Exercise directions: Copy out the listing exactly.

Records shown:
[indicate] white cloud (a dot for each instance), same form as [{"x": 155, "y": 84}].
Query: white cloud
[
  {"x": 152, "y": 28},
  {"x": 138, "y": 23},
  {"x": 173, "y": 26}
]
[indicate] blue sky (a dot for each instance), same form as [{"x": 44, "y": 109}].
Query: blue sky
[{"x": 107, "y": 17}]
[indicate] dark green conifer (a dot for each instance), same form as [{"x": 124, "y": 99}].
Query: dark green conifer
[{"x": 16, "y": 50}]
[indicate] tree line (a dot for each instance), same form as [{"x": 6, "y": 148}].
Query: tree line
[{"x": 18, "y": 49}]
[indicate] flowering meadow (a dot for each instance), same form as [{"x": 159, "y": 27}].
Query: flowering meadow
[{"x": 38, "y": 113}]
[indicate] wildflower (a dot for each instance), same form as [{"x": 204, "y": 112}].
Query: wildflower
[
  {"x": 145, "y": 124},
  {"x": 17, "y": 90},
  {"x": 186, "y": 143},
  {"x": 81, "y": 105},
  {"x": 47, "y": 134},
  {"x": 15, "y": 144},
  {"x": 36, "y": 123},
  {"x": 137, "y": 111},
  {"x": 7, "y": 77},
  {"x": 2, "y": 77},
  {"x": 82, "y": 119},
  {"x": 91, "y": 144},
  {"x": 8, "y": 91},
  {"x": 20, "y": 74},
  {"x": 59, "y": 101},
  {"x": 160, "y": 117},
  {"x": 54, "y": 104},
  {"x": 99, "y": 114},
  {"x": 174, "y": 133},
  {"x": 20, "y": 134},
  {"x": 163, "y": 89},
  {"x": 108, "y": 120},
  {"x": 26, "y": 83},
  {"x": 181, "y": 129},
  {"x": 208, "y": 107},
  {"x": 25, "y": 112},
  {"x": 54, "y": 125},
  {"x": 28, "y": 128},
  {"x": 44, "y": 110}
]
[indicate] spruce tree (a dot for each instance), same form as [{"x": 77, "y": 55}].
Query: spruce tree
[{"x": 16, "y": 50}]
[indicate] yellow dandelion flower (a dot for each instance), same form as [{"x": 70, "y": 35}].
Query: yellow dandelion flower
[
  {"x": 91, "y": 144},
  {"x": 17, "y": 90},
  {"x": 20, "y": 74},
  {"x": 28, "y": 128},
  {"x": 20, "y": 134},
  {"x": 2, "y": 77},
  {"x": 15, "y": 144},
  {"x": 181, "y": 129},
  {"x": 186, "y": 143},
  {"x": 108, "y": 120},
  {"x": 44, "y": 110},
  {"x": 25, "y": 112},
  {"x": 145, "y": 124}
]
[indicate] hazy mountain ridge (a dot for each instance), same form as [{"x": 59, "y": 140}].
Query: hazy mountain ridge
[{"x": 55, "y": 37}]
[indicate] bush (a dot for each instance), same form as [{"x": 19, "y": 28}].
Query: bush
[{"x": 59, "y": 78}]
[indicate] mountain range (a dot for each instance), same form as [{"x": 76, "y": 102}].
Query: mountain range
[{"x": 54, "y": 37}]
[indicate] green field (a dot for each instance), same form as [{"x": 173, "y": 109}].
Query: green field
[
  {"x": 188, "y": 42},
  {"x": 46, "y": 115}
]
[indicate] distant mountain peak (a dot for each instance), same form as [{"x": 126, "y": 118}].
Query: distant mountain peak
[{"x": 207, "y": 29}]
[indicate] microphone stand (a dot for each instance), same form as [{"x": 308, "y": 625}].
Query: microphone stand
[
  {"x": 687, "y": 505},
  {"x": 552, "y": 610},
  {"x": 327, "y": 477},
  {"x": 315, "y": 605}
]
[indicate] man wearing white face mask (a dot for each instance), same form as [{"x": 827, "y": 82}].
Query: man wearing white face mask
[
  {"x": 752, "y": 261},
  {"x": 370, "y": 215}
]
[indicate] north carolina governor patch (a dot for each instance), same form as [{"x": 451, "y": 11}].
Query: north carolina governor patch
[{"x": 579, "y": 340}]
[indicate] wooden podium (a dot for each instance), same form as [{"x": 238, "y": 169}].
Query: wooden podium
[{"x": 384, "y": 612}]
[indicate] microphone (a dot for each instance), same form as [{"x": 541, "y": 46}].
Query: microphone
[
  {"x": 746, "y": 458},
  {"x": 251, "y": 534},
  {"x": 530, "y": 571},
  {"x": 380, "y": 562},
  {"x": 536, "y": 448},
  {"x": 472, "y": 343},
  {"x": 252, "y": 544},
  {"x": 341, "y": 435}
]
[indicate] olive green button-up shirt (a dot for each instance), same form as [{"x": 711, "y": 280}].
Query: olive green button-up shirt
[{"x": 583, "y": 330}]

Exercise answer:
[indicate] white cloud (a dot for each instance), same form as [{"x": 155, "y": 84}].
Query: white cloud
[
  {"x": 152, "y": 28},
  {"x": 138, "y": 23},
  {"x": 173, "y": 26}
]
[indicate] blue sky (a dot for each instance), same form as [{"x": 44, "y": 109}].
Query: blue sky
[{"x": 107, "y": 17}]
[indicate] dark green conifer (a dot for each instance), same form as [{"x": 124, "y": 99}].
Query: dark green conifer
[{"x": 16, "y": 50}]
[indicate] tree line (a dot for each instance), same form as [{"x": 6, "y": 148}].
Query: tree line
[{"x": 18, "y": 49}]
[indicate] flowering meadow (a dot for each instance), same form as [{"x": 159, "y": 27}].
Query: flowering meadow
[{"x": 38, "y": 113}]
[indicate] wildflower (a dot for each instance), same form as [{"x": 204, "y": 112}].
Query: wildflower
[
  {"x": 145, "y": 124},
  {"x": 17, "y": 90},
  {"x": 186, "y": 143},
  {"x": 81, "y": 105},
  {"x": 47, "y": 134},
  {"x": 15, "y": 144},
  {"x": 36, "y": 123},
  {"x": 137, "y": 111},
  {"x": 7, "y": 77},
  {"x": 2, "y": 77},
  {"x": 82, "y": 119},
  {"x": 91, "y": 144},
  {"x": 8, "y": 91},
  {"x": 20, "y": 74},
  {"x": 59, "y": 101},
  {"x": 160, "y": 117},
  {"x": 54, "y": 104},
  {"x": 99, "y": 114},
  {"x": 174, "y": 133},
  {"x": 20, "y": 134},
  {"x": 163, "y": 89},
  {"x": 108, "y": 120},
  {"x": 26, "y": 83},
  {"x": 181, "y": 129},
  {"x": 208, "y": 107},
  {"x": 25, "y": 112},
  {"x": 54, "y": 125},
  {"x": 28, "y": 128},
  {"x": 44, "y": 110}
]
[indicate] spruce tree (a dot for each instance), same form as [{"x": 77, "y": 55}].
Query: spruce tree
[{"x": 16, "y": 50}]
[indicate] yellow dandelion flower (a dot for each instance), same form as [{"x": 70, "y": 35}].
Query: yellow dandelion flower
[
  {"x": 91, "y": 144},
  {"x": 17, "y": 90},
  {"x": 20, "y": 74},
  {"x": 28, "y": 128},
  {"x": 20, "y": 134},
  {"x": 2, "y": 77},
  {"x": 15, "y": 144},
  {"x": 181, "y": 129},
  {"x": 186, "y": 143},
  {"x": 108, "y": 120},
  {"x": 44, "y": 110},
  {"x": 25, "y": 112},
  {"x": 145, "y": 124}
]
[indicate] hazy mountain ridge (a dot for each instance), same form as [{"x": 59, "y": 140}].
Query: hazy mountain ridge
[{"x": 55, "y": 37}]
[indicate] bush (a dot for each instance), same form as [{"x": 19, "y": 28}].
Query: bush
[{"x": 59, "y": 78}]
[indicate] mountain range (a dot for each instance), same form as [{"x": 76, "y": 102}].
Query: mountain range
[{"x": 54, "y": 37}]
[indicate] green field (a dot for each instance), same form as [{"x": 173, "y": 109}].
Query: green field
[
  {"x": 188, "y": 42},
  {"x": 46, "y": 115}
]
[indicate] distant mountain peak (a dot for each instance), same form as [{"x": 126, "y": 118}].
Query: distant mountain peak
[{"x": 207, "y": 29}]
[indicate] microphone stand (a dot for each instance), same form as [{"x": 308, "y": 625}].
Query: microphone stand
[
  {"x": 687, "y": 505},
  {"x": 552, "y": 610},
  {"x": 327, "y": 477},
  {"x": 315, "y": 605}
]
[indicate] man wearing white face mask (a dot for each instance), same form as [{"x": 827, "y": 82}].
Query: man wearing white face mask
[
  {"x": 752, "y": 261},
  {"x": 370, "y": 215}
]
[indicate] north carolina governor patch (a dot for each instance), same form as [{"x": 451, "y": 11}].
Query: north carolina governor patch
[{"x": 579, "y": 340}]
[indicate] wooden podium (a dot for each instance), same form as [{"x": 238, "y": 169}].
Query: wooden podium
[{"x": 384, "y": 612}]
[indicate] microphone (a dot for each instance), same form as [{"x": 541, "y": 46}].
Query: microphone
[
  {"x": 746, "y": 458},
  {"x": 251, "y": 534},
  {"x": 530, "y": 571},
  {"x": 380, "y": 562},
  {"x": 536, "y": 448},
  {"x": 472, "y": 343},
  {"x": 252, "y": 544},
  {"x": 341, "y": 435}
]
[indicate] olive green button-up shirt (a dot for each instance), same form as [{"x": 711, "y": 280}].
Query: olive green button-up shirt
[{"x": 583, "y": 330}]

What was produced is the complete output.